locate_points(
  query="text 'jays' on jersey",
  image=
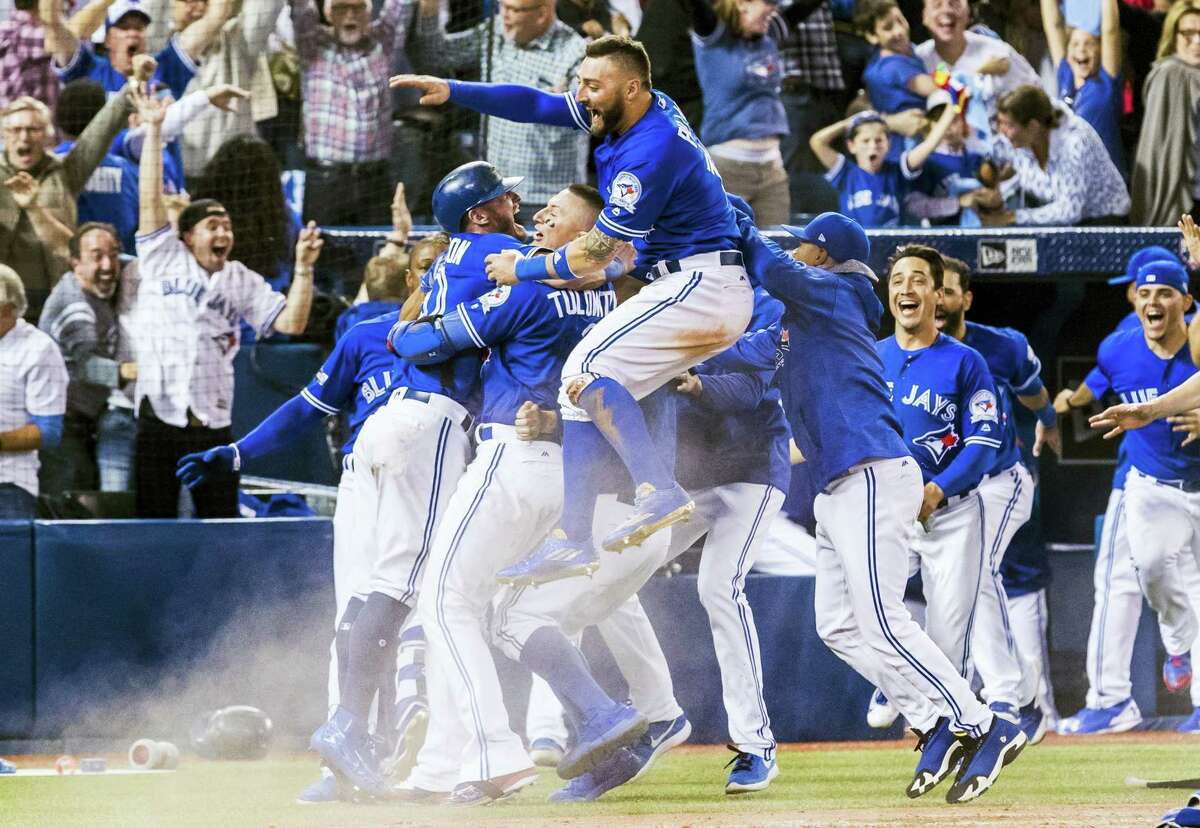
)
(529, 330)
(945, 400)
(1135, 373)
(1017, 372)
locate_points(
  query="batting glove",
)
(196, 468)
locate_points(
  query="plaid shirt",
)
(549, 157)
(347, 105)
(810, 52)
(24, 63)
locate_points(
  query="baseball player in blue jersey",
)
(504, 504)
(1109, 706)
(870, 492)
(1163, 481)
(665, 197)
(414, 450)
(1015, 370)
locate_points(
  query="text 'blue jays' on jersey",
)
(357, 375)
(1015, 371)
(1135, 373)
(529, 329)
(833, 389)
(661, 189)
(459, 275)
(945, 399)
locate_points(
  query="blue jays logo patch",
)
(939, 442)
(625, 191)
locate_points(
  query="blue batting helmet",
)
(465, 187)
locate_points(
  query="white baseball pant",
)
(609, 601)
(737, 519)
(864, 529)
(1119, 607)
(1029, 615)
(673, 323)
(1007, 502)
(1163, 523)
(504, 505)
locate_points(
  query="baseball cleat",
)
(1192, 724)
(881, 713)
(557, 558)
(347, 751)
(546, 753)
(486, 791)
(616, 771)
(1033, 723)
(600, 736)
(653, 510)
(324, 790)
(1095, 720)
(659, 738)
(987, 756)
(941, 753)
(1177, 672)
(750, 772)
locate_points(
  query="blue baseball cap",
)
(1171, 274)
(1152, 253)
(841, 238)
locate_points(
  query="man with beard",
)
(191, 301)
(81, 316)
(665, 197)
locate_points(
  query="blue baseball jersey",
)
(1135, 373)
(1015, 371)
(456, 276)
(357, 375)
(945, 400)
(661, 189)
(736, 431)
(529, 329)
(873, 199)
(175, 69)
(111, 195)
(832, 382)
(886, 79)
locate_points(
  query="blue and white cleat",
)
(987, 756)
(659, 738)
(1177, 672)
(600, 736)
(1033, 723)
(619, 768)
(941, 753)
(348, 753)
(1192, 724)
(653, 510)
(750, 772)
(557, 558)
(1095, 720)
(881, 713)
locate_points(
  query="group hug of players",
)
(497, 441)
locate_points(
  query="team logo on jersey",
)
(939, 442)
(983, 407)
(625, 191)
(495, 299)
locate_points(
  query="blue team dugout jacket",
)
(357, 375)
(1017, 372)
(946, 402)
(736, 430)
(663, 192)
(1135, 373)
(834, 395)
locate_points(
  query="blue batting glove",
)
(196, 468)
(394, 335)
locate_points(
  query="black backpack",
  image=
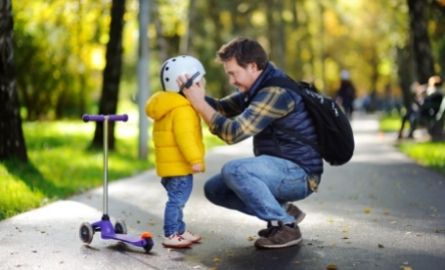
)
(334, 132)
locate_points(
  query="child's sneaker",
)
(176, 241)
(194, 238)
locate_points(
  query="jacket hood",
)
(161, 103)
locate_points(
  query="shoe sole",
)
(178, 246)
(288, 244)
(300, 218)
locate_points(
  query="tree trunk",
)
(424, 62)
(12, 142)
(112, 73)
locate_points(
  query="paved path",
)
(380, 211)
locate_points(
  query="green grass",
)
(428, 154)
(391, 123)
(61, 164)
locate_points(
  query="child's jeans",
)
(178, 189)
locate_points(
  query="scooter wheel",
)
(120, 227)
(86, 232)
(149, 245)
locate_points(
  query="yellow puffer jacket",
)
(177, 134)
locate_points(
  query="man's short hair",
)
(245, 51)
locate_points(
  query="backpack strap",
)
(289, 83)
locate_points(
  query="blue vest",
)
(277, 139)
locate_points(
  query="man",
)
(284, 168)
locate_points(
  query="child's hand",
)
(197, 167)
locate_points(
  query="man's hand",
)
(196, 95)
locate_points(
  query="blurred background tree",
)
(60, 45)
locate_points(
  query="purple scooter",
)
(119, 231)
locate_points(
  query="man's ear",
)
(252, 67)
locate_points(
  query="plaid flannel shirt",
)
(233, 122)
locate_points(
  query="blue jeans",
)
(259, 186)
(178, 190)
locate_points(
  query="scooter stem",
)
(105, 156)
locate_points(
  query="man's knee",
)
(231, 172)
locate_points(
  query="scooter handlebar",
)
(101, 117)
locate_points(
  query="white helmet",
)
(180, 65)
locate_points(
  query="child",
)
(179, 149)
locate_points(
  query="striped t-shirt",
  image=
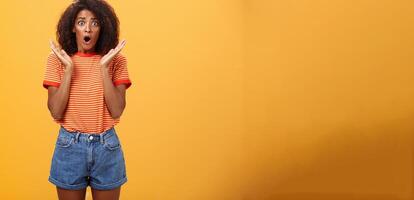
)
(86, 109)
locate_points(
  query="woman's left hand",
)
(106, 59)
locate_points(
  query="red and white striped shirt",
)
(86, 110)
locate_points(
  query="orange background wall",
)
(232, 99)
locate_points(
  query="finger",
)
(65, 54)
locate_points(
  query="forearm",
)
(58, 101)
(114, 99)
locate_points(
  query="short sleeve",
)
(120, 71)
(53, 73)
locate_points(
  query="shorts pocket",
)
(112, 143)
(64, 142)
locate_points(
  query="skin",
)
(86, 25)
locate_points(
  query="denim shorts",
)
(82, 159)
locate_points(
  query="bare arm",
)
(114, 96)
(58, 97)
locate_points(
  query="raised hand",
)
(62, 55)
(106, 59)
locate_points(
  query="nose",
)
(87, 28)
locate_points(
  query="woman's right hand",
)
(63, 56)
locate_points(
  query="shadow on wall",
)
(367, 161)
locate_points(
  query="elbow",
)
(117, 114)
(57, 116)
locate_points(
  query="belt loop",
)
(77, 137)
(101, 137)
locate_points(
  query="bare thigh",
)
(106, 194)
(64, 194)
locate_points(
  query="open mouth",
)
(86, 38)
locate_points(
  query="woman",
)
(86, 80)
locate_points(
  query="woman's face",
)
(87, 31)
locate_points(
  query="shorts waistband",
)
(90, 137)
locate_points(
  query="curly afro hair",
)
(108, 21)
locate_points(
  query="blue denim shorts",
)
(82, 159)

========================================================================

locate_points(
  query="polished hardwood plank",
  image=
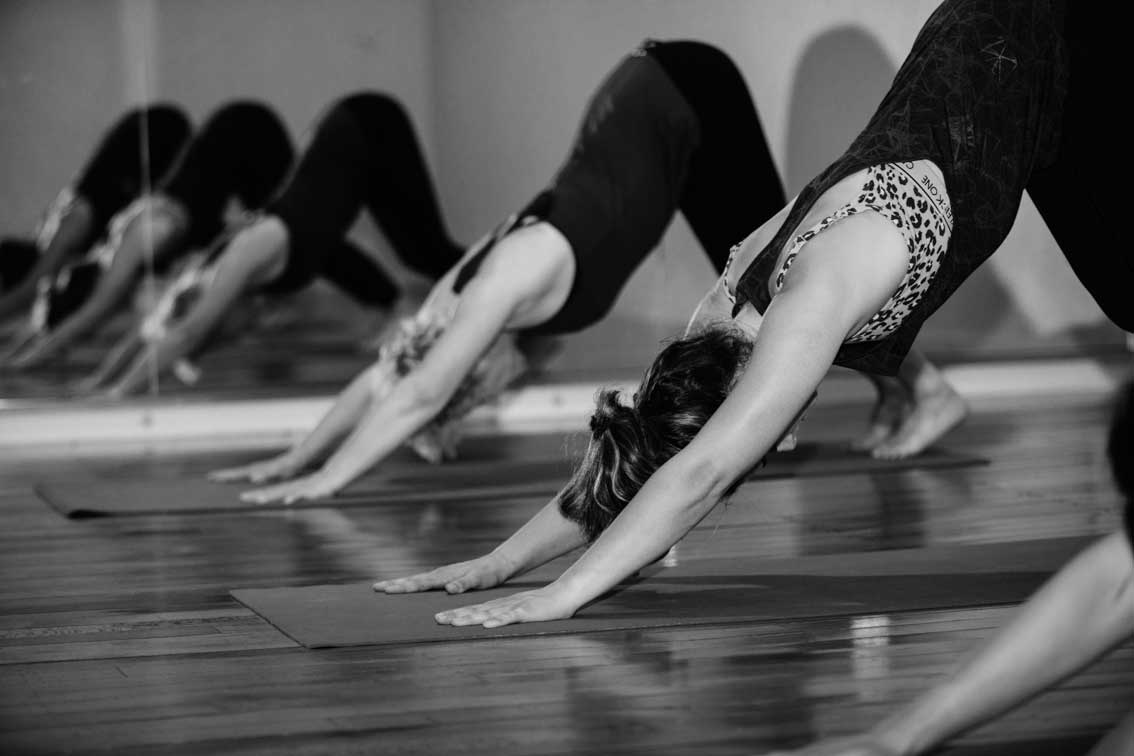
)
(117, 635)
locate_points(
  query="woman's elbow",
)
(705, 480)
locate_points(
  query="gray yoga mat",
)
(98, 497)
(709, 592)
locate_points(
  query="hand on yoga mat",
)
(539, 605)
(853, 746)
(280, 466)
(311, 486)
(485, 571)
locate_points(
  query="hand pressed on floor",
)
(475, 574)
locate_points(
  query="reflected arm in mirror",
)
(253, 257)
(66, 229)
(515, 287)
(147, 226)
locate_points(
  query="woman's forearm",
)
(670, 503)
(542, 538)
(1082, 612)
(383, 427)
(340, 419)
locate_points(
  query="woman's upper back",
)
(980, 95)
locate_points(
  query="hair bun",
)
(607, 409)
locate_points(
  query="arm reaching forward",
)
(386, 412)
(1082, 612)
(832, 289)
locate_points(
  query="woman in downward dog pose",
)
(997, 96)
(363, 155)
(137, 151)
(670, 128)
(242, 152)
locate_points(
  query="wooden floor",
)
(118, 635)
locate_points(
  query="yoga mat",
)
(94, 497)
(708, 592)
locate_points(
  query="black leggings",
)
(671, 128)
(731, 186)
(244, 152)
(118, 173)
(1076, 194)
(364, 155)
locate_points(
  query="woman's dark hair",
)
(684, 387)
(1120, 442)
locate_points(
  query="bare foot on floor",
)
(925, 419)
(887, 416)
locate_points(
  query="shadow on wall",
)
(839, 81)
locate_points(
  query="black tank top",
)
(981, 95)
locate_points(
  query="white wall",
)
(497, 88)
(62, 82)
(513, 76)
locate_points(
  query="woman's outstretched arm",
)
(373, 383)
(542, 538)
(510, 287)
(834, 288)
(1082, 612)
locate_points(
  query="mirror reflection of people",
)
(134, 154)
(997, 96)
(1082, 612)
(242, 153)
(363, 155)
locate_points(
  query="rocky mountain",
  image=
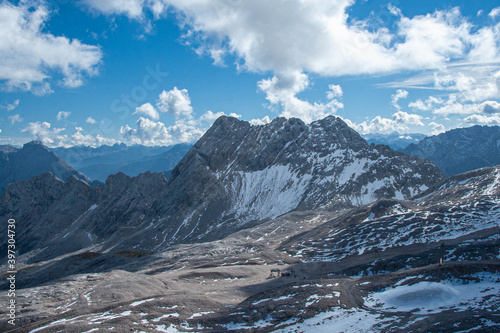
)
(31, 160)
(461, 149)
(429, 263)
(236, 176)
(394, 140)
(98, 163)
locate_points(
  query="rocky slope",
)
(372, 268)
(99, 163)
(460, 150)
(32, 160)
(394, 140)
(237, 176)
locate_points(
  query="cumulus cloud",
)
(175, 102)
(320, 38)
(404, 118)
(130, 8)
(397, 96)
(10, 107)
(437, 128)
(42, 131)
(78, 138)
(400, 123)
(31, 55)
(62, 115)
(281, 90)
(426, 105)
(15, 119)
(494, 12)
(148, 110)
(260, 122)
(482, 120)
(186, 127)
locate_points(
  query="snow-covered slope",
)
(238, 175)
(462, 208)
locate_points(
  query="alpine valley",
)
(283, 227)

========================================================================

EXERCISE BRIEF
Count the lines in the material above that contain the string "logo", treating uppercase and lowercase as different. Give only the number.

COMPLETE RESPONSE
2